The orofacial region is related to type I, III and IV allergies, but the most common form of allergy to dental biomaterials in the oral cavity are type IV contact reactions or hypersensitivity that do not usually manifest symptoms on first contact but rather upon continuous exposure to antigen. This hypersensitivity is an excessive reaction of the immune system to a normally harmless antigen.
At the oral level, the most common signs and symptoms are: gingival hyperplasia, angular cheilitis, thrush, desquamation of the oral and labial mucosa, mucositis, inflammation or tongue depapilation, burning, xerostomia, metallic taste, lichen planus, granulomatosis…
At a systemic level, hypersensitivity to metals has been related to: tinnitus, autoimmune disorders such as autoimmune thyroiditis, celiac disease, connective tissue diseases, non-ischemic cardiomyopathy, fibromyalgia, inflammatory bowel disease (Crohn’s and colitis) and irritable colon [16, 17]. In addition, it is known that Helicobacter pylori (related to stomach cancer) needs nickel ion to colonize in the stomach acid environment [25].
Bloating and abdominal pain, digestion problems, diarrhoea, skin changes (dermatitis) may be systemic signs associated with allergies due to ingestion of nickel-rich foods. Headaches, even though they are less common and are not specific signs of allergy, must be taken into account.
It has been observed that patients with celiac disease and a gluten-free diet can be related to an increase in nickel intake, typical of that diet, which ends up generating hypersensitivity, as well as a recurrence of extra-digestive symptoms [18].
Certain nickel-rich foods increase symptoms of gastroesophageal reflux disease (GERD); in fact, sensitivity to nickel is greater in patients with GERD [19].
This relationship is relevant because a bidirectionality between allergic sensitivity and GERD has been suggested, since reflux is an acid that induces immune changes in the mucosa and that generates comorbidity between GERD and atopic disorders such as rhinitis, asthma, sinusitis, atopic dermatitis or contact and eosinophilic esophagitis [23].

* **Assignment**
Reproduce the passage on dental and nickel hypersensitivity word for word, in full.

* **Raw data**
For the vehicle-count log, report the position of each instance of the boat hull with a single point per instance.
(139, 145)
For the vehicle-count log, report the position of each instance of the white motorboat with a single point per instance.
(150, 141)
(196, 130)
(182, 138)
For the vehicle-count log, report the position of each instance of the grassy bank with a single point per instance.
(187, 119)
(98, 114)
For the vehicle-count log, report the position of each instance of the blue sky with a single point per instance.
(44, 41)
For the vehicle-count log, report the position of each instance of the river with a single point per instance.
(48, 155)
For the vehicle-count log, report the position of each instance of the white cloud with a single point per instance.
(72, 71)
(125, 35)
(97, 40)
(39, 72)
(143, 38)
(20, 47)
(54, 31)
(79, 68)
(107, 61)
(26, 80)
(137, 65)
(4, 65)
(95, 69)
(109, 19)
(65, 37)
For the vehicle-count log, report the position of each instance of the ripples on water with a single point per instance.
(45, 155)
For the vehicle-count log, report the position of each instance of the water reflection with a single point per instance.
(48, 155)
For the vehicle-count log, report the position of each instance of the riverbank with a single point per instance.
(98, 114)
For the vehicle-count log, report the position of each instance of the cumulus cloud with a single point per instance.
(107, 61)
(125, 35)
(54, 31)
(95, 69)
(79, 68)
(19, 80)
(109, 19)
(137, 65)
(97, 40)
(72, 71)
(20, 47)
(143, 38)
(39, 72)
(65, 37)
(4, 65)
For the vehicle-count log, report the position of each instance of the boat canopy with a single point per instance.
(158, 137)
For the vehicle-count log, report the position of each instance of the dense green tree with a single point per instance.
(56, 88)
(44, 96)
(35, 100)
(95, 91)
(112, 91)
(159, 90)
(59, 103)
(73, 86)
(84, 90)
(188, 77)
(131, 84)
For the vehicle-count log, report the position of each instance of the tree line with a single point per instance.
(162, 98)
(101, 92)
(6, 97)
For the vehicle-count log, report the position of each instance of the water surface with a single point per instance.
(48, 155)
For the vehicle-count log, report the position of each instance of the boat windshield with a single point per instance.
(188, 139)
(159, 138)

* **Output for this task**
The orofacial region is related to type I, III and IV allergies, but the most common form of allergy to dental biomaterials in the oral cavity are type IV contact reactions or hypersensitivity that do not usually manifest symptoms on first contact but rather upon continuous exposure to antigen. This hypersensitivity is an excessive reaction of the immune system to a normally harmless antigen.
At the oral level, the most common signs and symptoms are: gingival hyperplasia, angular cheilitis, thrush, desquamation of the oral and labial mucosa, mucositis, inflammation or tongue depapilation, burning, xerostomia, metallic taste, lichen planus, granulomatosis…
At a systemic level, hypersensitivity to metals has been related to: tinnitus, autoimmune disorders such as autoimmune thyroiditis, celiac disease, connective tissue diseases, non-ischemic cardiomyopathy, fibromyalgia, inflammatory bowel disease (Crohn’s and colitis) and irritable colon [16, 17]. In addition, it is known that Helicobacter pylori (related to stomach cancer) needs nickel ion to colonize in the stomach acid environment [25].
Bloating and abdominal pain, digestion problems, diarrhoea, skin changes (dermatitis) may be systemic signs associated with allergies due to ingestion of nickel-rich foods. Headaches, even though they are less common and are not specific signs of allergy, must be taken into account.
It has been observed that patients with celiac disease and a gluten-free diet can be related to an increase in nickel intake, typical of that diet, which ends up generating hypersensitivity, as well as a recurrence of extra-digestive symptoms [18].
Certain nickel-rich foods increase symptoms of gastroesophageal reflux disease (GERD); in fact, sensitivity to nickel is greater in patients with GERD [19].
This relationship is relevant because a bidirectionality between allergic sensitivity and GERD has been suggested, since reflux is an acid that induces immune changes in the mucosa and that generates comorbidity between GERD and atopic disorders such as rhinitis, asthma, sinusitis, atopic dermatitis or contact and eosinophilic esophagitis [23].